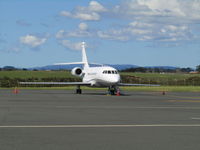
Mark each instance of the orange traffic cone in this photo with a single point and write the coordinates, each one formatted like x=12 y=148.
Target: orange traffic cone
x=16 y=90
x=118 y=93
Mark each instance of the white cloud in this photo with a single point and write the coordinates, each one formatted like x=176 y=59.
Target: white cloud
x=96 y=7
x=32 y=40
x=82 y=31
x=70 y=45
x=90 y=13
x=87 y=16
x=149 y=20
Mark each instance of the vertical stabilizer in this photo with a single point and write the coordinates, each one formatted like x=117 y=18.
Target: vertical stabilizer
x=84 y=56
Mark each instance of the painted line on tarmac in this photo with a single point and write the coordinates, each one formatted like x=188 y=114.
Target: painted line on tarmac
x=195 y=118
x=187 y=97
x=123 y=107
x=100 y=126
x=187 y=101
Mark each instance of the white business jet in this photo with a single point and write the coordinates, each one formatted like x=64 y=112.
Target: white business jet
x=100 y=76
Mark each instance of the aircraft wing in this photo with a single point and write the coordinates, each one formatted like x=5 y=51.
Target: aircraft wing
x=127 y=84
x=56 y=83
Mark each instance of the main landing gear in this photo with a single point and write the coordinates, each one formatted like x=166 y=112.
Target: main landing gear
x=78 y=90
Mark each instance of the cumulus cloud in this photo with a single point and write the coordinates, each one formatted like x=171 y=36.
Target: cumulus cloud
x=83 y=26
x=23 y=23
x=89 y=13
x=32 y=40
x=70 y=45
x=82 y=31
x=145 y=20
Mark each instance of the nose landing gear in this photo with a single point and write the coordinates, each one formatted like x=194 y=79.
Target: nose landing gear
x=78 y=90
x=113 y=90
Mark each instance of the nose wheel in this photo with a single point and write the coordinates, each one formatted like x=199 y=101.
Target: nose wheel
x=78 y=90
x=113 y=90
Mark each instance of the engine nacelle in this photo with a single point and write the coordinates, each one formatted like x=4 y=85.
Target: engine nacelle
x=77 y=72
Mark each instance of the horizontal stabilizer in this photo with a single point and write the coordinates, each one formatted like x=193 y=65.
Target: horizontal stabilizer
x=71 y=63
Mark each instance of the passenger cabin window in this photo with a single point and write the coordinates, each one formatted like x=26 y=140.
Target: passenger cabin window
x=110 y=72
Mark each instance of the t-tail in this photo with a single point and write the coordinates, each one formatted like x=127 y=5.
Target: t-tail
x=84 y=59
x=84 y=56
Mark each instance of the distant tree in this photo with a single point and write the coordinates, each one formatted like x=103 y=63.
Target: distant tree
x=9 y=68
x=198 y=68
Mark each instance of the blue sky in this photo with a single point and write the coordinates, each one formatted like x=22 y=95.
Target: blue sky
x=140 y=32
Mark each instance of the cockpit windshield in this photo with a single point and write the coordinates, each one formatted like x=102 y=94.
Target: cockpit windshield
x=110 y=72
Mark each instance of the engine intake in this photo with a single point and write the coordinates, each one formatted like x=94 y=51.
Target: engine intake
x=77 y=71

####################

TASK TO COMPLETE — Each entry needs to be retyped exactly; the pictures stay out.

EXERCISE RESULT —
Mark each instance of the orange traffic cone in this photo with a single point and write the coordinates, each one formatted like x=12 y=148.
Target: orange traffic cone
x=16 y=90
x=118 y=93
Mark each instance of the white cloud in this photo with a single point and write the coordinates, each one formatted like x=176 y=59.
Target: white cloud
x=96 y=7
x=32 y=40
x=82 y=31
x=70 y=45
x=90 y=13
x=87 y=16
x=149 y=20
Mark each instance of the vertical stabilizer in this photo with a single point and write the coordinates, each one formatted like x=117 y=18.
Target: vertical stabilizer
x=84 y=56
Mark each instance of the painted line on tarmac in this photo with a single point and write the coordinates, each one formatted like x=188 y=114.
Target: painted line on tarmac
x=195 y=118
x=187 y=97
x=123 y=107
x=100 y=126
x=187 y=101
Mark each instance of the white business jet in this photo with a single point and write the coordinates, each one formatted like x=64 y=112.
Target: white business jet
x=100 y=76
Mark each instance of the aircraft wing in this photo with a single point and write the coordinates, each one formatted like x=5 y=51.
Target: aircraft wing
x=127 y=84
x=56 y=83
Mark each instance of the main landing gear in this photo with a single point and write the coordinates, each one formatted like x=166 y=112.
Target: main landing gear
x=78 y=90
Mark each instance of the cumulus cloud in this photo with a single point and write the coordinates, each one formatted like x=171 y=36.
Target: cumulus cloud
x=83 y=26
x=23 y=23
x=89 y=13
x=32 y=40
x=70 y=45
x=82 y=31
x=145 y=20
Mark each instance of the nose landing gear in this photo with a single point and write the coordinates, each one formatted like x=194 y=79.
Target: nose landing gear
x=78 y=90
x=113 y=90
Mark each instance of the nose wheel in this photo with a single point and write the coordinates, each one formatted like x=199 y=101.
Target: nose wheel
x=78 y=90
x=113 y=90
Mark each instance of the engine nacelle in this photo with a single point and write the coordinates, each one formatted like x=4 y=85.
Target: engine nacelle
x=77 y=72
Mark each instance of the horizontal stabilizer in this photo with a single point and write the coordinates, each one formatted like x=193 y=65.
Target: horizontal stabilizer
x=71 y=63
Mark each instance of the passenger cabin window in this photo with a single point and write the coordinates, each one formatted like x=26 y=140.
Target: passenger cabin window
x=110 y=72
Mark each instance of the t-tail in this photo with a single point and write the coordinates, each one formatted like x=127 y=5.
Target: t-tail
x=84 y=59
x=84 y=56
Mark each instance of the distant tree in this photo with a single point and write the coordinates, each one formatted like x=103 y=63.
Target: distant tree
x=9 y=68
x=198 y=68
Mark each instance of the blue sky in this photo with a single point and write the coordinates, each one formatted like x=22 y=95.
Target: blue sky
x=140 y=32
Mark each instance of the cockpit windshield in this photo with a single point and write the coordinates, each one formatted like x=102 y=94.
Target: cockpit windshield
x=110 y=72
Mark each instance of the engine intake in this photo with a single point and write the coordinates, each one formatted like x=94 y=51.
Target: engine intake
x=77 y=71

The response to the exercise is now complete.